═════ 本文抜粋 ═════

利用者の視点でジグも進化

障害者雇用の現場では、障害のあるスタッフが作業しやすいように、ジグ(jig)という補助具が使われることがあります。ジグというのは、もともと製造業などで加工や組み立て作業を行う際に、部品や工具を正しい位置に置くのを助けるもので、現場の作業員が工夫して様々なジグが考案されています。

障害の特性として、均等な長さに切ったり、端を揃えて折ったり、決まった位置にシールを貼ったりするのが苦手な人もいますが、こうした人もジグを使うことで、仕事が正確にできるようになります。

都内にある公的病院では、複数の書類をセットする作業を行う際に、書類の端が不揃いになってしまうスタッフがいたので、ジグとしてクリアファイルの中に書類を入れてセットする方法を指導しました。クリアファイルの中で書類はきれいに揃えられましたが、クリップ留めするためにクリアファイルから取り出す際に、再び書類が不揃いになってしまいました。どうしたら良いか話し合う中で、障害のあるスタッフから、クリアファイルの隅を切り取れば、クリアファイルに入れたまま書類をクリップ留めできるのではないかと提案がありました。この提案で改良されたジグにより、作業の正確性とスピードが向上したそうです。障害のあるスタッフが利用者の視点でジグの改良に参加し、生産性の向上に貢献した好事例と言えるでしょう。

═════ 表示レコード ═════

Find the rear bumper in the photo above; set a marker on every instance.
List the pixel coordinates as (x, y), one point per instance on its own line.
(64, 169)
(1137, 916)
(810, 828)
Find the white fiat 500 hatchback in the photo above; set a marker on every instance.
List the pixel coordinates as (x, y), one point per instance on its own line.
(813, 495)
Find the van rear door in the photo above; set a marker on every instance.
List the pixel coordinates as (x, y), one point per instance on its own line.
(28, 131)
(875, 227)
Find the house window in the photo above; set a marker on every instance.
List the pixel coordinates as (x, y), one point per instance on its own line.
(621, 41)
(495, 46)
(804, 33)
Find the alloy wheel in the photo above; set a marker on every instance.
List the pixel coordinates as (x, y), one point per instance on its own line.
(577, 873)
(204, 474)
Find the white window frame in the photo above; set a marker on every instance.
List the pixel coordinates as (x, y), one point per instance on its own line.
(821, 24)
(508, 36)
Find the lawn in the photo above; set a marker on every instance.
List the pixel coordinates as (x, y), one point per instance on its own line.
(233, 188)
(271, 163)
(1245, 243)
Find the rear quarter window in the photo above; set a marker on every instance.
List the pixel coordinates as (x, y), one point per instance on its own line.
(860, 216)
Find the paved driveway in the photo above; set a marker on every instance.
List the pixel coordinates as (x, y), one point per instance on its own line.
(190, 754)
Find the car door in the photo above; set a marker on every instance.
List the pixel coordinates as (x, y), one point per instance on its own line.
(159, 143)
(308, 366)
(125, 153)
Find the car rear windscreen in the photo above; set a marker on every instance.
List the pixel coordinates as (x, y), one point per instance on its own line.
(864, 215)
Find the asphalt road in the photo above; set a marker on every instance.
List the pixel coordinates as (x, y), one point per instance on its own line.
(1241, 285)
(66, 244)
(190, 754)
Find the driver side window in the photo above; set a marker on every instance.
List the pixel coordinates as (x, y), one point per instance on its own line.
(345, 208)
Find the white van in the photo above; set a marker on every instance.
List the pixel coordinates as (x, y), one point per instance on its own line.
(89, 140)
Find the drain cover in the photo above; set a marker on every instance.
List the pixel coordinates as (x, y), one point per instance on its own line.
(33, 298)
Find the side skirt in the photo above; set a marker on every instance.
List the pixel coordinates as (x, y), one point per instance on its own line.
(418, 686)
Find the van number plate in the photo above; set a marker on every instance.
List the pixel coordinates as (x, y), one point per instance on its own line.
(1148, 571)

═════
═════ 表示レコード ═════

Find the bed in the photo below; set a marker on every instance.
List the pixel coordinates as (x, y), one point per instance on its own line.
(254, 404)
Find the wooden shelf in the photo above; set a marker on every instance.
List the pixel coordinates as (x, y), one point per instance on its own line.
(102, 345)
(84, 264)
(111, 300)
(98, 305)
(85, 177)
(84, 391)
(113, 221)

═════
═════ 表示レコード ═════

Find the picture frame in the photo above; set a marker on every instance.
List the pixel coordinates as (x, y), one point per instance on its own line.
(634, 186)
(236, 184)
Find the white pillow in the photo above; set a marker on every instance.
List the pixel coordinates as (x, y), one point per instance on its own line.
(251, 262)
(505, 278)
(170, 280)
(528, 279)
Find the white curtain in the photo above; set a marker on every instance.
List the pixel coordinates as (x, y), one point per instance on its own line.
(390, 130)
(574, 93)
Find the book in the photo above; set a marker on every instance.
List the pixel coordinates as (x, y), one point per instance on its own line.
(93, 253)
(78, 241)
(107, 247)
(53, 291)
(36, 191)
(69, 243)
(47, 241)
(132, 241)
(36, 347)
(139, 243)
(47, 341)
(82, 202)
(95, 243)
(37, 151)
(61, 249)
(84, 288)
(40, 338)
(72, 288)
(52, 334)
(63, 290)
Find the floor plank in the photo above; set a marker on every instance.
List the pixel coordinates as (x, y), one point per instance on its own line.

═════

課題一覧:
1: ジグに関する文章について、次の問いに答えてください。
(a) ジグはもともとどのような分野で使われていたものですか。
(b) 都内の公的病院で最初に指導されたジグはどのような方法でしたか。
(c) 障害のあるスタッフは、クリアファイルのどこを切り取ることを提案しましたか。
2: ジグに関する文章のうち、「都内にある公的病院では、複数」から「した好事例と言えるでしょう。」に至るまでの全文を、一字も変えずに書き出してください。
3: 次の各記述がジグに関する文章の内容と合っているか、「はい」か「いいえ」で答え、判断の根拠となる本文の語句をそのまま引用してください。
(a) 書類をセットする作業の事例は、都内にある公的病院のものである。
(b) クリアファイルから取り出した後も、書類は揃ったままだった。
(c) 改良されたジグによって、作業の正確性とスピードが向上した。

番号別解答:
1:
(a) 製造業など
(b) クリアファイルの中に書類を入れてセットする方法
(c) 隅

2:
都内にある公的病院では、複数の書類をセットする作業を行う際に、書類の端が不揃いになってしまうスタッフがいたので、ジグとしてクリアファイルの中に書類を入れてセットする方法を指導しました。クリアファイルの中で書類はきれいに揃えられましたが、クリップ留めするためにクリアファイルから取り出す際に、再び書類が不揃いになってしまいました。どうしたら良いか話し合う中で、障害のあるスタッフから、クリアファイルの隅を切り取れば、クリアファイルに入れたまま書類をクリップ留めできるのではないかと提案がありました。この提案で改良されたジグにより、作業の正確性とスピードが向上したそうです。障害のあるスタッフが利用者の視点でジグの改良に参加し、生産性の向上に貢献した好事例と言えるでしょう。

3:
(a) はい。「都内にある公的病院では」
(b) いいえ。「クリップ留めするためにクリアファイルから取り出す際に、再び書類が不揃いになってしまいました」
(c) はい。「この提案で改良されたジグにより、作業の正確性とスピードが向上したそうです」